Please state how many lines of the records below contain the word "blonde". Give the number and nothing else.
+--
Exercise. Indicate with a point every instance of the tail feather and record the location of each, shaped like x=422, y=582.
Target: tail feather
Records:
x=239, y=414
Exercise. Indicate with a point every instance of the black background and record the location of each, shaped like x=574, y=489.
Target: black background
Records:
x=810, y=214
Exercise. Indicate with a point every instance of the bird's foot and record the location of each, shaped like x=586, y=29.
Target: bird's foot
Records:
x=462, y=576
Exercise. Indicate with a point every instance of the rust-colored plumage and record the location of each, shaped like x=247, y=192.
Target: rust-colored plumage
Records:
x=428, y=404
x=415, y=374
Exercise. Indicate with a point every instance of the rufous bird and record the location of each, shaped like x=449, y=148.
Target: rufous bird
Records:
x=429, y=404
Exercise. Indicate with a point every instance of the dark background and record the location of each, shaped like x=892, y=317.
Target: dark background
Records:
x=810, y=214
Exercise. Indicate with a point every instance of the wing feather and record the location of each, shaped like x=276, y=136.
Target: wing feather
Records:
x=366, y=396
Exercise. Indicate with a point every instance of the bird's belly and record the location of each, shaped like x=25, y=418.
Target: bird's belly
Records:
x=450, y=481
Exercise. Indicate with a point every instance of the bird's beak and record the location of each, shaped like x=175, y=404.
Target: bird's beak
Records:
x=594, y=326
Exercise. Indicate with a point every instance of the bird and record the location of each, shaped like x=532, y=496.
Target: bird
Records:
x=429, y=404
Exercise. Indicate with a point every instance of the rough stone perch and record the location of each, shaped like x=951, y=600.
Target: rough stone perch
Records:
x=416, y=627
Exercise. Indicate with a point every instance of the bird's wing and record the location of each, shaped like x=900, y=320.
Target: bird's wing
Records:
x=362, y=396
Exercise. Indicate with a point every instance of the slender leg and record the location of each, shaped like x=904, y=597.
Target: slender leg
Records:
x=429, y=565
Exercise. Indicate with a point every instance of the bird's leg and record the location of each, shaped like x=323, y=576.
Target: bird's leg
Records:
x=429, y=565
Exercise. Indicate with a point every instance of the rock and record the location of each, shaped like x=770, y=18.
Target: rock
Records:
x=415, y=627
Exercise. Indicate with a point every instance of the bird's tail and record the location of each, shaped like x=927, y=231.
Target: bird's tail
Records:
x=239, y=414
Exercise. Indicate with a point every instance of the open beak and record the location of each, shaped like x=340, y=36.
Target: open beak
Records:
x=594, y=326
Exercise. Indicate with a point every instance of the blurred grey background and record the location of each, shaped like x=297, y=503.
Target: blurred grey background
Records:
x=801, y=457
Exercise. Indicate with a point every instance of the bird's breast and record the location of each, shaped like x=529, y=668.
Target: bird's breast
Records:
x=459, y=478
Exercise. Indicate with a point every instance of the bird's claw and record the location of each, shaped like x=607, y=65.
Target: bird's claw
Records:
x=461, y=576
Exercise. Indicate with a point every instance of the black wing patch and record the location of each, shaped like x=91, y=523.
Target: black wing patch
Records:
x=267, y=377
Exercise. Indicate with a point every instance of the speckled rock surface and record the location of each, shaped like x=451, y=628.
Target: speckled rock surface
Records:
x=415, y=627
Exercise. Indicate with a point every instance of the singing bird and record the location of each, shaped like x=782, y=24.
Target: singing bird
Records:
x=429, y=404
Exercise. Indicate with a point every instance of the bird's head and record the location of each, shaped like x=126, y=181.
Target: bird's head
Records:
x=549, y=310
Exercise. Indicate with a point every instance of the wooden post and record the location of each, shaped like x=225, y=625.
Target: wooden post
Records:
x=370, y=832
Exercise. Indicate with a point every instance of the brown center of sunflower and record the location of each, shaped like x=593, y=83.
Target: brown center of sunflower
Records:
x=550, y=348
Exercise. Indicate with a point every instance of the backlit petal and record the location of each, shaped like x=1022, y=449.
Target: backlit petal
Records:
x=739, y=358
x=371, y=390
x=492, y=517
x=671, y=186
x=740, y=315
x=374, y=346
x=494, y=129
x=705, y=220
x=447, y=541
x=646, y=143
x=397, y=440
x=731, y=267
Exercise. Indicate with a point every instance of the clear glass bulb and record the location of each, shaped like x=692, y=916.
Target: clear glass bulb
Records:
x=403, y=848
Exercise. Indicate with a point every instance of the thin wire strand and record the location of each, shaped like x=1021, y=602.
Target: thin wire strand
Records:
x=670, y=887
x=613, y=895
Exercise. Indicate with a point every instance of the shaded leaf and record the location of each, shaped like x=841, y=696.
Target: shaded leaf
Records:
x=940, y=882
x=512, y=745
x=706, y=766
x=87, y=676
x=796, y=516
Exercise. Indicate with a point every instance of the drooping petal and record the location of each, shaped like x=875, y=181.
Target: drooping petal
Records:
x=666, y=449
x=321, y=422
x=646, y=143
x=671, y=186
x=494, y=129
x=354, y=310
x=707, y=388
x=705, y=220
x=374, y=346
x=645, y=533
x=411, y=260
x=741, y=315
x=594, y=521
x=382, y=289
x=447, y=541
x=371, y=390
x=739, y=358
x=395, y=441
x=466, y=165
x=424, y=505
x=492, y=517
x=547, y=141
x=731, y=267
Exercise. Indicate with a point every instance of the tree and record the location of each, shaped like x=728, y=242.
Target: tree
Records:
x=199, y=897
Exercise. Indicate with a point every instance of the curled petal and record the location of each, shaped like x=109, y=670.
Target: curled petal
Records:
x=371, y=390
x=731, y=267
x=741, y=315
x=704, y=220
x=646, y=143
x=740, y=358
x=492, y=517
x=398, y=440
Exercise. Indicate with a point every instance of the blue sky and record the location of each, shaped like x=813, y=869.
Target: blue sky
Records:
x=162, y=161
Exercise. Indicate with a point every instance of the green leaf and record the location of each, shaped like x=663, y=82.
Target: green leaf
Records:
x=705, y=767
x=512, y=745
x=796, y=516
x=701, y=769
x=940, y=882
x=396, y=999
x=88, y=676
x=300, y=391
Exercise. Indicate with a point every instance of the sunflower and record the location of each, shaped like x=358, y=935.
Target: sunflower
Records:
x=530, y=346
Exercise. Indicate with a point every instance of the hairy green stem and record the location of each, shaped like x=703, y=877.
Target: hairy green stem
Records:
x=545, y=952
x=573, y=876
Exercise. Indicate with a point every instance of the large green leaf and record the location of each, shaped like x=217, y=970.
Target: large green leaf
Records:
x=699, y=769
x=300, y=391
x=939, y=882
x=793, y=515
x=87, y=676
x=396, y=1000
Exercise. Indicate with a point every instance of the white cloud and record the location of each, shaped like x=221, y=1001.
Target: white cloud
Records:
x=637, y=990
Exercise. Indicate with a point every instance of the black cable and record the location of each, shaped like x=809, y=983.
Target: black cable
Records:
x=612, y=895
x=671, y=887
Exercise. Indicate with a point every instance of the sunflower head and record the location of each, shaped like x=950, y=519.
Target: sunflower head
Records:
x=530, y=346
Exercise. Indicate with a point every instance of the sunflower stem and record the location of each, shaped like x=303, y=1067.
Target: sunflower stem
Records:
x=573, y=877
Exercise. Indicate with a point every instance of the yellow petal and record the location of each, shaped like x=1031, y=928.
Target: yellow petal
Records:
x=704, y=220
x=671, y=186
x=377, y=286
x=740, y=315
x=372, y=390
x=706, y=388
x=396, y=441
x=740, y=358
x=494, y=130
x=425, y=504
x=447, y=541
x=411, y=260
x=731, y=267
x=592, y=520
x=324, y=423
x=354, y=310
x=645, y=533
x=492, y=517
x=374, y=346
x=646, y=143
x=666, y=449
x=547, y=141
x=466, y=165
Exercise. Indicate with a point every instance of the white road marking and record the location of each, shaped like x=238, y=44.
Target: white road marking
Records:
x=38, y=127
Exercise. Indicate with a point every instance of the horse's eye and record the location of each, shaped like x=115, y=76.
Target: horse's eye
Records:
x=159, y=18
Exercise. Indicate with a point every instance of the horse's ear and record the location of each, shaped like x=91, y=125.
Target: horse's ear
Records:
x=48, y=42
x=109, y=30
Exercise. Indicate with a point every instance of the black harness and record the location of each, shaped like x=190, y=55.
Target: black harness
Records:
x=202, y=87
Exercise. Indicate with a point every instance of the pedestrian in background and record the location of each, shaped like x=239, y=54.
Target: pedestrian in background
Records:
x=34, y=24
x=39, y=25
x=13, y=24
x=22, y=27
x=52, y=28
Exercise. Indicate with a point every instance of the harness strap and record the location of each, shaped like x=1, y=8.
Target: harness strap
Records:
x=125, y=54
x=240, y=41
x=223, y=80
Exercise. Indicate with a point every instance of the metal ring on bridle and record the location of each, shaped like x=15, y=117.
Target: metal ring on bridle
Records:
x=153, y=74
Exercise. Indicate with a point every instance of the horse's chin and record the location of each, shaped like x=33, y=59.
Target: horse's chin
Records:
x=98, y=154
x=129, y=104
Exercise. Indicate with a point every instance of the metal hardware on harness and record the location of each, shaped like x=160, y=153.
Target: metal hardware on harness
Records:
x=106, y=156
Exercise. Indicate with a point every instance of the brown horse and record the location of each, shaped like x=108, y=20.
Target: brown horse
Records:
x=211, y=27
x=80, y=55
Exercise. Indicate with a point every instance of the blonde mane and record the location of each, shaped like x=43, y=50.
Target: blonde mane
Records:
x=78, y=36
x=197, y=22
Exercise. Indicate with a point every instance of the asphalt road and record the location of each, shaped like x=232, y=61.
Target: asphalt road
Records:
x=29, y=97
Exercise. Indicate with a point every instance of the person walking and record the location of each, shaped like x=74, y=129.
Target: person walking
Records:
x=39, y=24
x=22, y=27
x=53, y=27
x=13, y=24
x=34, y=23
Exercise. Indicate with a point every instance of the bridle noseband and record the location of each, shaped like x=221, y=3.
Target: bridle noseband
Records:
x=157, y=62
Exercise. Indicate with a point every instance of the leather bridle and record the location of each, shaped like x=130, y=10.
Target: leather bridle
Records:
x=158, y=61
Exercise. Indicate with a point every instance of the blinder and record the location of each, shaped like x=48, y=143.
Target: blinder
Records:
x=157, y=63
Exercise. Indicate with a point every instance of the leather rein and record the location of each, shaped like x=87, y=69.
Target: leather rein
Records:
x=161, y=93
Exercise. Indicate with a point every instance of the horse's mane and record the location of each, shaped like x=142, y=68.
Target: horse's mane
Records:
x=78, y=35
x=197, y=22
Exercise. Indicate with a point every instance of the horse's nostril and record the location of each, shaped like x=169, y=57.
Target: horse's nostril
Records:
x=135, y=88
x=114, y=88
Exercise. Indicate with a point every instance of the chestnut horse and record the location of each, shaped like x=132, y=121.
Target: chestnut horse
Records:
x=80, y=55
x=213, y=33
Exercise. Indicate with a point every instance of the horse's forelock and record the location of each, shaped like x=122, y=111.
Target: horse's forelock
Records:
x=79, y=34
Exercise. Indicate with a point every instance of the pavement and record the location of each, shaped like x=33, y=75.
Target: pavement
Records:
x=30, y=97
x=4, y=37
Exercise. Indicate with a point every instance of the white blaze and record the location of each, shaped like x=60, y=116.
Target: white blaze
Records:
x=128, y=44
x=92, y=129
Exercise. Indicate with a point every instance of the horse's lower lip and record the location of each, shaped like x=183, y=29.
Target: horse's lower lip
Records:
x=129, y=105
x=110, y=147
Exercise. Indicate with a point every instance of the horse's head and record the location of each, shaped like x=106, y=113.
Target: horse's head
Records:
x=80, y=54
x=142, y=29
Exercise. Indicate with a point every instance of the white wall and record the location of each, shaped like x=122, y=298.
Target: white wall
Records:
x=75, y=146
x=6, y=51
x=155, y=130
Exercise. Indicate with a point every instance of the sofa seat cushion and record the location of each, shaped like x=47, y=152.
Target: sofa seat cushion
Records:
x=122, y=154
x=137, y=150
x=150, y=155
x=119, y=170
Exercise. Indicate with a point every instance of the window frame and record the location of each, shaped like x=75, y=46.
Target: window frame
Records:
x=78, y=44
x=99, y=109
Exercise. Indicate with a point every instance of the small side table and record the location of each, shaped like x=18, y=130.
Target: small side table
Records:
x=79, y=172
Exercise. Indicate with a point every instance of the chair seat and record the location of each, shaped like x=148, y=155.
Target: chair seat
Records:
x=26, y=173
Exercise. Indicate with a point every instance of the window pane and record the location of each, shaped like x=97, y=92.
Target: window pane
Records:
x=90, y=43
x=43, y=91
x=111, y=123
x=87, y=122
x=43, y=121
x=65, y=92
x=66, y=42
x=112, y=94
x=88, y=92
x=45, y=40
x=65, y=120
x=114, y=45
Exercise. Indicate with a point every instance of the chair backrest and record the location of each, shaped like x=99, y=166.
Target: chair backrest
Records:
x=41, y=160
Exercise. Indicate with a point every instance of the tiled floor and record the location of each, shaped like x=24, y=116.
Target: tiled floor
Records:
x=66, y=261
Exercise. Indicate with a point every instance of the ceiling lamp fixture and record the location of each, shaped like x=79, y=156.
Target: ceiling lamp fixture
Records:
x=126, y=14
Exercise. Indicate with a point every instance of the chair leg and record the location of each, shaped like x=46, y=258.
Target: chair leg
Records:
+--
* Written response
2